▸ What is expected
Reproduce, exactly and in full, the lines from the one with "A point marks each instance of the single" through the one with "A point marks each instance of the white double-door" in the data below; drop pictures.

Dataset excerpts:
--

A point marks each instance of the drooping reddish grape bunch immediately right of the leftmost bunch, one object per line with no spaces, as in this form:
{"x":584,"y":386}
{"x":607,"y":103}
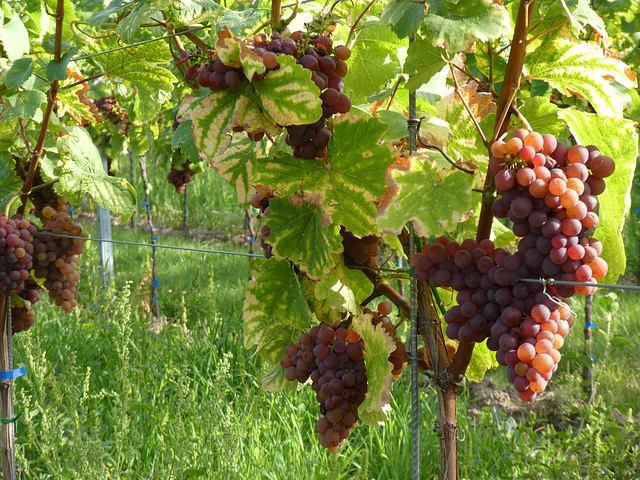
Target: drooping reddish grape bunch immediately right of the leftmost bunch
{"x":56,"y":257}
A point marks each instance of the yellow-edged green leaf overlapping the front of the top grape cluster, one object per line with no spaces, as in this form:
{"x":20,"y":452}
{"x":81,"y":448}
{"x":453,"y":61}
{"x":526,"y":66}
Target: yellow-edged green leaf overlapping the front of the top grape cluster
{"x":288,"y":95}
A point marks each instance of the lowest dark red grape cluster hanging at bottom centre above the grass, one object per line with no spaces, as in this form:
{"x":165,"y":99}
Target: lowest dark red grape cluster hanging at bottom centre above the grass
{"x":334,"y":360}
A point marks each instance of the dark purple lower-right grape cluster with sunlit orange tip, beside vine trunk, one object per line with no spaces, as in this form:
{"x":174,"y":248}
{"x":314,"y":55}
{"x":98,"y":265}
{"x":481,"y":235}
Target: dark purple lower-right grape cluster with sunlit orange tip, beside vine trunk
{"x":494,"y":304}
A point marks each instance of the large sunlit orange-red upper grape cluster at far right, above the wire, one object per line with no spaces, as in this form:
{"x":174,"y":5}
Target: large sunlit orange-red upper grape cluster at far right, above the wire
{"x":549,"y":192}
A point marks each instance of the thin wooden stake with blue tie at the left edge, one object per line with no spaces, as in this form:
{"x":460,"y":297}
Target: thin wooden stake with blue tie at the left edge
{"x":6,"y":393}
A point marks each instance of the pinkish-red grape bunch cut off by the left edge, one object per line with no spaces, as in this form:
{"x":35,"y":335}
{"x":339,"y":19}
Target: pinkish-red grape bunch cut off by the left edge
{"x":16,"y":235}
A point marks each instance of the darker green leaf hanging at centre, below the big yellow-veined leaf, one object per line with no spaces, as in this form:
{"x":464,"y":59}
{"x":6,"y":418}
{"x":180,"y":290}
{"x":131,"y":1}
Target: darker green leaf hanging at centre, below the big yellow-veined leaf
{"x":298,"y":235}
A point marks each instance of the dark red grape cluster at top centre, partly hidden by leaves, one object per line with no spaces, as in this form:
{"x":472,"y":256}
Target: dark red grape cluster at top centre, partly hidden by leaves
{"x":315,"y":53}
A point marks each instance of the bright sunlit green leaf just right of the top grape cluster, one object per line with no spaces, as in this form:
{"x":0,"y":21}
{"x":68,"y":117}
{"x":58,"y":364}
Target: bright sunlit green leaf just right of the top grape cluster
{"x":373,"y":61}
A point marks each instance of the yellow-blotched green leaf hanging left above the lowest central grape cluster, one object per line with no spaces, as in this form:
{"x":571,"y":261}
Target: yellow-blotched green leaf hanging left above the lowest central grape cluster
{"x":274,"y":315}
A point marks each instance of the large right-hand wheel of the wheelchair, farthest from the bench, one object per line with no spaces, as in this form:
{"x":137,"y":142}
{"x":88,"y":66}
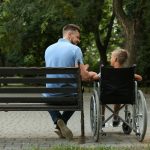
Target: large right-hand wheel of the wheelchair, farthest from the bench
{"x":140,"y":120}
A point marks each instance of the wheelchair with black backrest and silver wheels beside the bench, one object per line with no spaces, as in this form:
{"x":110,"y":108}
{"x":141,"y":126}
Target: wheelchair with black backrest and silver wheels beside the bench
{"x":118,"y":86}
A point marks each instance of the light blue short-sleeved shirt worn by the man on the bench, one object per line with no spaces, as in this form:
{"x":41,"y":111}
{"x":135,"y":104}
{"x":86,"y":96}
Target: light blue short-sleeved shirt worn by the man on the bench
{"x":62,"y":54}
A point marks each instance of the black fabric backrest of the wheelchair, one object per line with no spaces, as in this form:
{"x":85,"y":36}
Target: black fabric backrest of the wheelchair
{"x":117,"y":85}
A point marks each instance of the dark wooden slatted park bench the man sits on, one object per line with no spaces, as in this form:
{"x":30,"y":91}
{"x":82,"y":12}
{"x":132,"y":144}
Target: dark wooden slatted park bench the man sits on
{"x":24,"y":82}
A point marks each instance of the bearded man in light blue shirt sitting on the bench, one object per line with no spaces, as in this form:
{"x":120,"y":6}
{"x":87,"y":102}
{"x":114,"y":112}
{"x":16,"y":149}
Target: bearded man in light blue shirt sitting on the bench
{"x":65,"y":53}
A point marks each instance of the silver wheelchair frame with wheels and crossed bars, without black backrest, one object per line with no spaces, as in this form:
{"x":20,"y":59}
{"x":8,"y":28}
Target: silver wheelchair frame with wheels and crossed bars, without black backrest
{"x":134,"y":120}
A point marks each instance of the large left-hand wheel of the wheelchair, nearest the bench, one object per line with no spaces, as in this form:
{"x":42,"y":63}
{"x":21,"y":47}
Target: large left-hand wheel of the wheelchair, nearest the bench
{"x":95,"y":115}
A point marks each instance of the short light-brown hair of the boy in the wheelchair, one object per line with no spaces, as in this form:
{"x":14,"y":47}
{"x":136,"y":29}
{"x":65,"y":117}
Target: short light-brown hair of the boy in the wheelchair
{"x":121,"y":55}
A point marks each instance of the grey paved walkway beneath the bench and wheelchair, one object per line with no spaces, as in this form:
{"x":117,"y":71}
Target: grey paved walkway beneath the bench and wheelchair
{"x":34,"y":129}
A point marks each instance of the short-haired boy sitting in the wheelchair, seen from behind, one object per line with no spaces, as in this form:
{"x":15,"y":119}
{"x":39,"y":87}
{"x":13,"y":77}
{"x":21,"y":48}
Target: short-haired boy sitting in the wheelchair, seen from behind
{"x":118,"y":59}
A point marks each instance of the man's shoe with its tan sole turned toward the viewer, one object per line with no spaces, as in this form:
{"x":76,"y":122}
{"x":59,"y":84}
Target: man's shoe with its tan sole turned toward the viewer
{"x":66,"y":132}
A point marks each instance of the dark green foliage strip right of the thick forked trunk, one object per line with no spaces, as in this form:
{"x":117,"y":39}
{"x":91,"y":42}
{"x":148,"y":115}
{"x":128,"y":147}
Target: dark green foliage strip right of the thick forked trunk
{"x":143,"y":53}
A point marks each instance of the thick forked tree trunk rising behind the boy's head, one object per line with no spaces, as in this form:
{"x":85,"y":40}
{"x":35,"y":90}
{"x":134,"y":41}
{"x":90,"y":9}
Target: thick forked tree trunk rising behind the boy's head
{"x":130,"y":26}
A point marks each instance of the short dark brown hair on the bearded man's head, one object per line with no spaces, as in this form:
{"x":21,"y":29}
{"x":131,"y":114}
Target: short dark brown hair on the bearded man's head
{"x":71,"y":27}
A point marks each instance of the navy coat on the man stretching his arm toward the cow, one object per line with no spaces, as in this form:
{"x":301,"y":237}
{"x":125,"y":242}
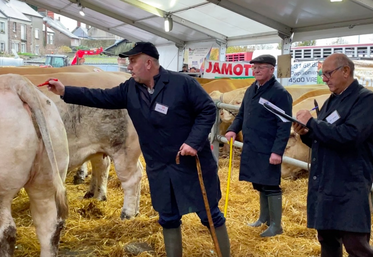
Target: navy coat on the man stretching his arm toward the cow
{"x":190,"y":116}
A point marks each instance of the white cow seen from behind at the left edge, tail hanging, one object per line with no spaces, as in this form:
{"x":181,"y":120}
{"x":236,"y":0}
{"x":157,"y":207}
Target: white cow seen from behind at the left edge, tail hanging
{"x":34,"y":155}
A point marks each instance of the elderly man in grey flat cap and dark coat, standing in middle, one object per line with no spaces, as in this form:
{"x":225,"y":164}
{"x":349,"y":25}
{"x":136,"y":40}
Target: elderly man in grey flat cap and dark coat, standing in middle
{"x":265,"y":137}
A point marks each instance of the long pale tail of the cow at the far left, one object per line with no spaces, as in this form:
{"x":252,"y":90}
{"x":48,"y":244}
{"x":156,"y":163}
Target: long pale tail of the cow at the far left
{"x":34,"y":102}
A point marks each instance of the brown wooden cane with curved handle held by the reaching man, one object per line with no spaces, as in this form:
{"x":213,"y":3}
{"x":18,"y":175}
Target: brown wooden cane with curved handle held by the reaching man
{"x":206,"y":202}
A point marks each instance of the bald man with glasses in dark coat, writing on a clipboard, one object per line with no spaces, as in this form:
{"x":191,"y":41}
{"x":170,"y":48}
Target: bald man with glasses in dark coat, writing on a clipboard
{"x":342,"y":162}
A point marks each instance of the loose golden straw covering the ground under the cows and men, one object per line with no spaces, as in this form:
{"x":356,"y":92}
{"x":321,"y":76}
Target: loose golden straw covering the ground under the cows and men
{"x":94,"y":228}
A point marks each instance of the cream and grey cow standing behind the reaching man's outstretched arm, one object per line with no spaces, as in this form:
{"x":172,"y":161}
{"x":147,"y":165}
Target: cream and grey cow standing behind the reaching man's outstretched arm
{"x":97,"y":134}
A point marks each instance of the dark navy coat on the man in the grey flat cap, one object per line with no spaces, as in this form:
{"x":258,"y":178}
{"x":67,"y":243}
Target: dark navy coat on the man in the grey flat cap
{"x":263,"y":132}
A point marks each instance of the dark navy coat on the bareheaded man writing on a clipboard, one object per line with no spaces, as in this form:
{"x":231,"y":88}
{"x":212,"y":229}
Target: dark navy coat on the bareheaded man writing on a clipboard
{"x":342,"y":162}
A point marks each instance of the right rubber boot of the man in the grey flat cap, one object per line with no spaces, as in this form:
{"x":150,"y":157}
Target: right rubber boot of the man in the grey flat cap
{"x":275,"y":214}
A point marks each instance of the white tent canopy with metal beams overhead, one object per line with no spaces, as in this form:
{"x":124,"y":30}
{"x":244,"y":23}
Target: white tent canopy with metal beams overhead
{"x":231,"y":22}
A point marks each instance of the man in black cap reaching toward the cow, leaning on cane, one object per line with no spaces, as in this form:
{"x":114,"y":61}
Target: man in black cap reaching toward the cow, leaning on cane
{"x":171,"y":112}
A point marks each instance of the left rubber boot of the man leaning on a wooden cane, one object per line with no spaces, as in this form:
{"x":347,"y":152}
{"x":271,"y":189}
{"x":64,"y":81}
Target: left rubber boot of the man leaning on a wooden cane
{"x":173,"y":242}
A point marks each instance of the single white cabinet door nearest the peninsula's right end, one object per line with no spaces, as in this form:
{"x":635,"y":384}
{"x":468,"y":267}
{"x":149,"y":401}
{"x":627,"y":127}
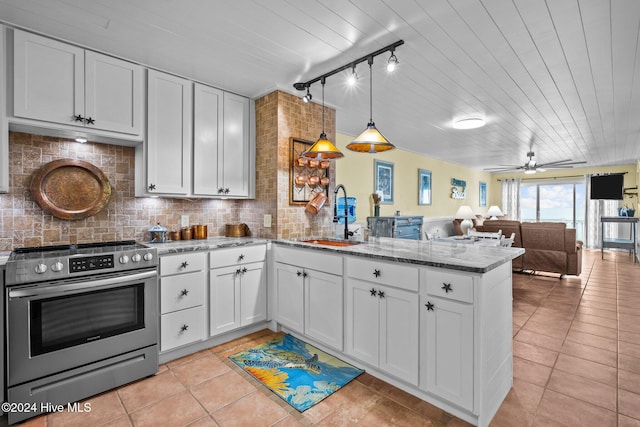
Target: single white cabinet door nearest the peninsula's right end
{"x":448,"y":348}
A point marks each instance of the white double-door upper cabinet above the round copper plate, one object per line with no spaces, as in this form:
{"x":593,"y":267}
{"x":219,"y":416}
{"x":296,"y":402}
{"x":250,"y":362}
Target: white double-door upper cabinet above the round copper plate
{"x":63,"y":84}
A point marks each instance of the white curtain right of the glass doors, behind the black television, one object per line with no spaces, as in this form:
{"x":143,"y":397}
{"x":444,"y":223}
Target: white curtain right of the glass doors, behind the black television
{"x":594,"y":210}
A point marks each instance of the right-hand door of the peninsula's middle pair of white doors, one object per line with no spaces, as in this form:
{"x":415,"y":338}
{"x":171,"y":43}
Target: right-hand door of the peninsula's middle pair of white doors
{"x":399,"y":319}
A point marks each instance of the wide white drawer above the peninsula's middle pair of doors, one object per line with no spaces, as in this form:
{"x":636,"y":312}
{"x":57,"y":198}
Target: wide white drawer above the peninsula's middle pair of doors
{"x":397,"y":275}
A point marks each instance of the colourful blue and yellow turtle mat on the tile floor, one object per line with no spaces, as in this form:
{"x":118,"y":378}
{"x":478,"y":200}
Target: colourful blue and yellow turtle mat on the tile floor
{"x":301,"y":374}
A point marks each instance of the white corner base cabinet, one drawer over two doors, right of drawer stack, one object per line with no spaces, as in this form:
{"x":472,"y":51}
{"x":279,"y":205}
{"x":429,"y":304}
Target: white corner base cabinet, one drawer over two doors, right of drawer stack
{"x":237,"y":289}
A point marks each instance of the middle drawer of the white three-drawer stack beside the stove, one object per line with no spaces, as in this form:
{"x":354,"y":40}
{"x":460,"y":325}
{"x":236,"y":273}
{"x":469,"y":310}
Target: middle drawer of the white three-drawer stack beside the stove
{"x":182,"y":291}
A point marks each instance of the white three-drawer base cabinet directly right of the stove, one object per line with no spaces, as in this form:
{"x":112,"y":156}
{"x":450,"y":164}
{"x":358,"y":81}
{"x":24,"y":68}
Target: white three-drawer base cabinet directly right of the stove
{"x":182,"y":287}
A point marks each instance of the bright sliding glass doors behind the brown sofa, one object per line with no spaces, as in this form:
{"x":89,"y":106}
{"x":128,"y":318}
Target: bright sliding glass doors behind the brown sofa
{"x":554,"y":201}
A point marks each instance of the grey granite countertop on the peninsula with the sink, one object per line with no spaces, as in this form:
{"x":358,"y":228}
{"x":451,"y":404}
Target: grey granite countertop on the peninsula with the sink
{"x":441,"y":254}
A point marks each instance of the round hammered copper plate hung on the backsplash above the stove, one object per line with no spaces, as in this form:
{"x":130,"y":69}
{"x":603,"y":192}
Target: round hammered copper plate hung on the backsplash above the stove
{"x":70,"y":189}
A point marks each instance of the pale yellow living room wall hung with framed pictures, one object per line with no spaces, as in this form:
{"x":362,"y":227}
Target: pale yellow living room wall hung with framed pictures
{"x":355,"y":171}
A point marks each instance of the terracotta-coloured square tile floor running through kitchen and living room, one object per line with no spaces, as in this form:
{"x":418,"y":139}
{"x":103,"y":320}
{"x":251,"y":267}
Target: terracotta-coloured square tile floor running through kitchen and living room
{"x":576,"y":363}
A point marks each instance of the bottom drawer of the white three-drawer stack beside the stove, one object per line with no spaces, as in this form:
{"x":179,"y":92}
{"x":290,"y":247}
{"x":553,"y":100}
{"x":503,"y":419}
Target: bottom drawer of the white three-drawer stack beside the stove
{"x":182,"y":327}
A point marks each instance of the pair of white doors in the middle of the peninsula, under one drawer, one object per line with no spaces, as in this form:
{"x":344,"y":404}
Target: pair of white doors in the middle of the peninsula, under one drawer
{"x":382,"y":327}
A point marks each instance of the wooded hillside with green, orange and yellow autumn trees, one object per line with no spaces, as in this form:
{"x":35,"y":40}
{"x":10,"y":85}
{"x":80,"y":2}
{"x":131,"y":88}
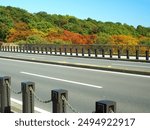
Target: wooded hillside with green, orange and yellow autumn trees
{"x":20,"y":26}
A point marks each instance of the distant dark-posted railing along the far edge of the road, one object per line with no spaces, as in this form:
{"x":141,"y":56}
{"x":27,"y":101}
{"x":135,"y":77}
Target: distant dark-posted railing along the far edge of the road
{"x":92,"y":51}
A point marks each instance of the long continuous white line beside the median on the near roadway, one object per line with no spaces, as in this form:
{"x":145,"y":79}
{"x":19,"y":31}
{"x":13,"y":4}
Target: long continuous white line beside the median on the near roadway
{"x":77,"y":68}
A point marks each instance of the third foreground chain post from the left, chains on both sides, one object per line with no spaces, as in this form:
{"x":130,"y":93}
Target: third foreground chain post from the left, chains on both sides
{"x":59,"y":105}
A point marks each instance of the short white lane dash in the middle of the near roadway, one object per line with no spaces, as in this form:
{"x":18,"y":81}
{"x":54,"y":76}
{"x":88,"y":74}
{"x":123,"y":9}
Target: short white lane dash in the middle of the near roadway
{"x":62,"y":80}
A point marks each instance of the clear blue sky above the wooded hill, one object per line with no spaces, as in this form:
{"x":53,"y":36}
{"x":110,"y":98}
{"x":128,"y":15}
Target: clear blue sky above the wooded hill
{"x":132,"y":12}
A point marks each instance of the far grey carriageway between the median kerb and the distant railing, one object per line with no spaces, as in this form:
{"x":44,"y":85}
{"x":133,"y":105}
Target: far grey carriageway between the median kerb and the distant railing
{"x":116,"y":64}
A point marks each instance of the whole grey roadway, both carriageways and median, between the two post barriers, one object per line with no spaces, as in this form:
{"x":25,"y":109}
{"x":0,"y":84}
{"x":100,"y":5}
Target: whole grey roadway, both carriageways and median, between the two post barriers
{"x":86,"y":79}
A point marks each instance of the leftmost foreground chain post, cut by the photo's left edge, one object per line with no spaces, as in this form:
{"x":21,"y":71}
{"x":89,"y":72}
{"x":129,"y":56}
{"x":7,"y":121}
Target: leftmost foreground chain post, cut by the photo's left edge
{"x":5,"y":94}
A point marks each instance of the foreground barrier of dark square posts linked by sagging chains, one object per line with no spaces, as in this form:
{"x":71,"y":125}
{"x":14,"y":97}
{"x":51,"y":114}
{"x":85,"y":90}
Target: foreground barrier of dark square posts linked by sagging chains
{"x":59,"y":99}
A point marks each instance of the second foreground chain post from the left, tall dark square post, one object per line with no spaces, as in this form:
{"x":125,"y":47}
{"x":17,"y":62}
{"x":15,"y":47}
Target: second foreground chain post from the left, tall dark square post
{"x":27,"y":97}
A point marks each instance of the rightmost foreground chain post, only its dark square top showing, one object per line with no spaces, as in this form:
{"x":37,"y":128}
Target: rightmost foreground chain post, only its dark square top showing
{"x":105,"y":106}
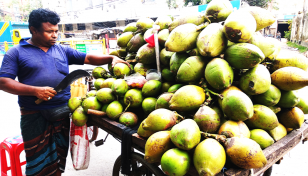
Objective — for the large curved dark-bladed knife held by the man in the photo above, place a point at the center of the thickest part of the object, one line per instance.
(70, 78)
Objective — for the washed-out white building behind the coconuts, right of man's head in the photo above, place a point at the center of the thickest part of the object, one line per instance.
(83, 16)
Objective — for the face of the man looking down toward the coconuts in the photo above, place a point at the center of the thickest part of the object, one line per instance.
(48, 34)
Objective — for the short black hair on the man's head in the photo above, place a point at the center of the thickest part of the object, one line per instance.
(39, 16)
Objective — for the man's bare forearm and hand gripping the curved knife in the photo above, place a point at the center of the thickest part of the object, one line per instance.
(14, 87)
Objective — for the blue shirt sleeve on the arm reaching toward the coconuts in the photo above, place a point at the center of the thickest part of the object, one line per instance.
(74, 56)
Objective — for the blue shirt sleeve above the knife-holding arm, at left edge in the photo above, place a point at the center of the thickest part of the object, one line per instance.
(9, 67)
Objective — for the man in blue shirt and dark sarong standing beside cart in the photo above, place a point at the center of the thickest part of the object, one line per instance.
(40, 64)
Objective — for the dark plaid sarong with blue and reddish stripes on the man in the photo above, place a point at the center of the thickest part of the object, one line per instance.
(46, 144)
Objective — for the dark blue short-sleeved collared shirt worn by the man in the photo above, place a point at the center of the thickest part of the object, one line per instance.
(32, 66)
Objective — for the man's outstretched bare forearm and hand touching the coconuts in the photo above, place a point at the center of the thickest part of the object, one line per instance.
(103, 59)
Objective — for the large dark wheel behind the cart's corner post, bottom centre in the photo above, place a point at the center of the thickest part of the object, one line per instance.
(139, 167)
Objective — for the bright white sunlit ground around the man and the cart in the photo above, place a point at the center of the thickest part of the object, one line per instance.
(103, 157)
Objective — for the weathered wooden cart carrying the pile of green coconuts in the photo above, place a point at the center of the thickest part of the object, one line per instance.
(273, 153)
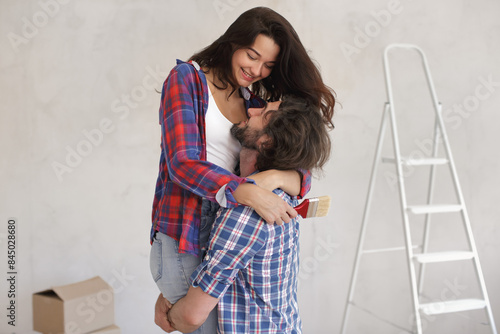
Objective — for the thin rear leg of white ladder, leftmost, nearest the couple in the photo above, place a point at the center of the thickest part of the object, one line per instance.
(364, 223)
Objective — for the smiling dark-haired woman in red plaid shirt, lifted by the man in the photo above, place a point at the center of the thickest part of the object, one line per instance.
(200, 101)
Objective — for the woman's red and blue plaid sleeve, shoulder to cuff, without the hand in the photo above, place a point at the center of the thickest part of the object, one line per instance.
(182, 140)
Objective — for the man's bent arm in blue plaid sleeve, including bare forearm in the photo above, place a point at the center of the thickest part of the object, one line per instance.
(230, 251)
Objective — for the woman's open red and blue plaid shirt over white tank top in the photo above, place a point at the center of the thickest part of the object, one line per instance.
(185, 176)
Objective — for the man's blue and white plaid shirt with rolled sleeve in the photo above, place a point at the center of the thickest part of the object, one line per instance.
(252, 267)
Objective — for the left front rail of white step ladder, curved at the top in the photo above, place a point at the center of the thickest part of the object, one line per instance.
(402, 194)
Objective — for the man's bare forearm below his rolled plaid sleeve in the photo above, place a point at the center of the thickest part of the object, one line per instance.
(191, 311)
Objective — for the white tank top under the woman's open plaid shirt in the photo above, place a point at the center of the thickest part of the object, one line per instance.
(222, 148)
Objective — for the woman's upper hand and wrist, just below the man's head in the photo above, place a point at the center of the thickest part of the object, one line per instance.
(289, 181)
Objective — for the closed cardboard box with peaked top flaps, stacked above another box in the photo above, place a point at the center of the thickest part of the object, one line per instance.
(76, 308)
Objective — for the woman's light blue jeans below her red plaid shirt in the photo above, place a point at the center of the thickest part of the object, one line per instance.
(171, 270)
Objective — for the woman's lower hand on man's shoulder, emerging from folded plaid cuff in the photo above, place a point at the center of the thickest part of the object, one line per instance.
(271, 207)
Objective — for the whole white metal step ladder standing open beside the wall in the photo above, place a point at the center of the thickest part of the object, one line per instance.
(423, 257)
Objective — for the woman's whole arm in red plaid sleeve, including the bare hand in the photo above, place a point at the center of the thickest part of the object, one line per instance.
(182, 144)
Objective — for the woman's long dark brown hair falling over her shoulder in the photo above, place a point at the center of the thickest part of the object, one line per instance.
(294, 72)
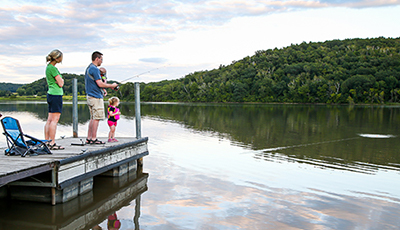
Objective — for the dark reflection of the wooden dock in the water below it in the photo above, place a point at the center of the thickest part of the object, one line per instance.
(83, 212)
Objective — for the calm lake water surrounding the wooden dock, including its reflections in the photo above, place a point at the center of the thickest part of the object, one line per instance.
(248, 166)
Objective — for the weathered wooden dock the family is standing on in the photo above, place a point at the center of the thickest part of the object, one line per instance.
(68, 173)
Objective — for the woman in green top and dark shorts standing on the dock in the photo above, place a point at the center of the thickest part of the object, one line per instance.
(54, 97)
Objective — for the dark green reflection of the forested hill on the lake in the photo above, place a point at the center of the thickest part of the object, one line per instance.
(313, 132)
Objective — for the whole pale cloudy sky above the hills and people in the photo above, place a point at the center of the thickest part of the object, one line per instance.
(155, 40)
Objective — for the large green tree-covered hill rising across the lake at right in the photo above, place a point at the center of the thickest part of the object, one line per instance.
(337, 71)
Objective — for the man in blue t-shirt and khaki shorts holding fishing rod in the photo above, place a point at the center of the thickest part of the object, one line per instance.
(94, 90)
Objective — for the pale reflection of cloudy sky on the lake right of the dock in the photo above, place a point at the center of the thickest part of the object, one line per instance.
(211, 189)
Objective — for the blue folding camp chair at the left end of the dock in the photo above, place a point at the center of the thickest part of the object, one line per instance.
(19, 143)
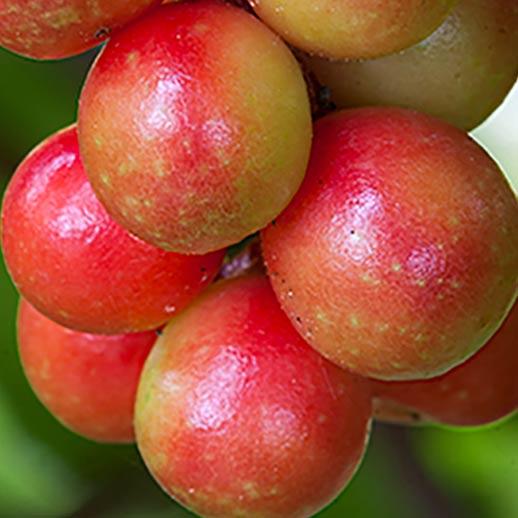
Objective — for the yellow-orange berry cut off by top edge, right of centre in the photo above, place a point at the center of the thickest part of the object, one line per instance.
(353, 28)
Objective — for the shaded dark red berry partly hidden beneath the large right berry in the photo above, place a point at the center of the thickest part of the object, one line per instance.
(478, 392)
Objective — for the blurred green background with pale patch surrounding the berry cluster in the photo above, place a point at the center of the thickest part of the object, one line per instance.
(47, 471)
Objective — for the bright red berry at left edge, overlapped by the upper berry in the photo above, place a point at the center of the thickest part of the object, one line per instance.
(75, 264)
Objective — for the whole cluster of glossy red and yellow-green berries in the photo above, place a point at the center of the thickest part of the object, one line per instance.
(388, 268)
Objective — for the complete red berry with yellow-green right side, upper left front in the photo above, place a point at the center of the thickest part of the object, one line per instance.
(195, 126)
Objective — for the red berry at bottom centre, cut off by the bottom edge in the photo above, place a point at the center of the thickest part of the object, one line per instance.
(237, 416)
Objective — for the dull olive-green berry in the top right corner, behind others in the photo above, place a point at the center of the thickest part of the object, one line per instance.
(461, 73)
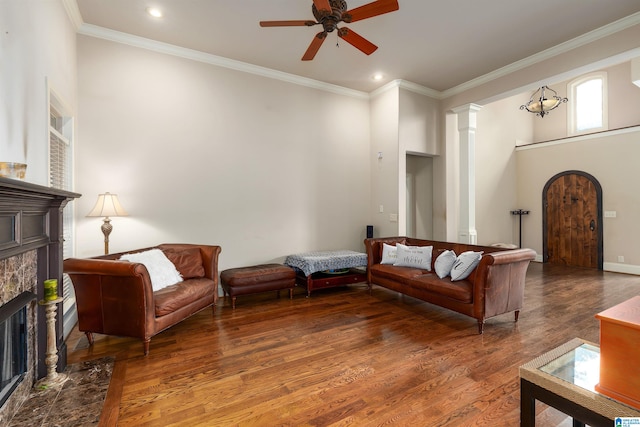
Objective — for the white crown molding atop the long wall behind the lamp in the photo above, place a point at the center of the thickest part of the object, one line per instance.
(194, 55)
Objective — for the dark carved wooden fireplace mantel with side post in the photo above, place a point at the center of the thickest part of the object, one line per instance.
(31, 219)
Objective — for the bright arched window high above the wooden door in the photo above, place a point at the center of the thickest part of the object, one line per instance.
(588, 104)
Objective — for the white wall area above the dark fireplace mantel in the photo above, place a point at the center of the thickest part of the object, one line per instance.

--

▸ Task answer
A point marks each instance of the single white cabinet door nearest the peninsula's right end, one object per line with no spaces, as in this form:
{"x":635,"y":384}
{"x":468,"y":267}
{"x":149,"y":401}
{"x":627,"y":127}
Target: single white cabinet door nearest the peninsula's right end
{"x":448,"y":348}
A point marks each instance of the white double-door upper cabinet above the round copper plate, one object per line with no spaces, as in this form:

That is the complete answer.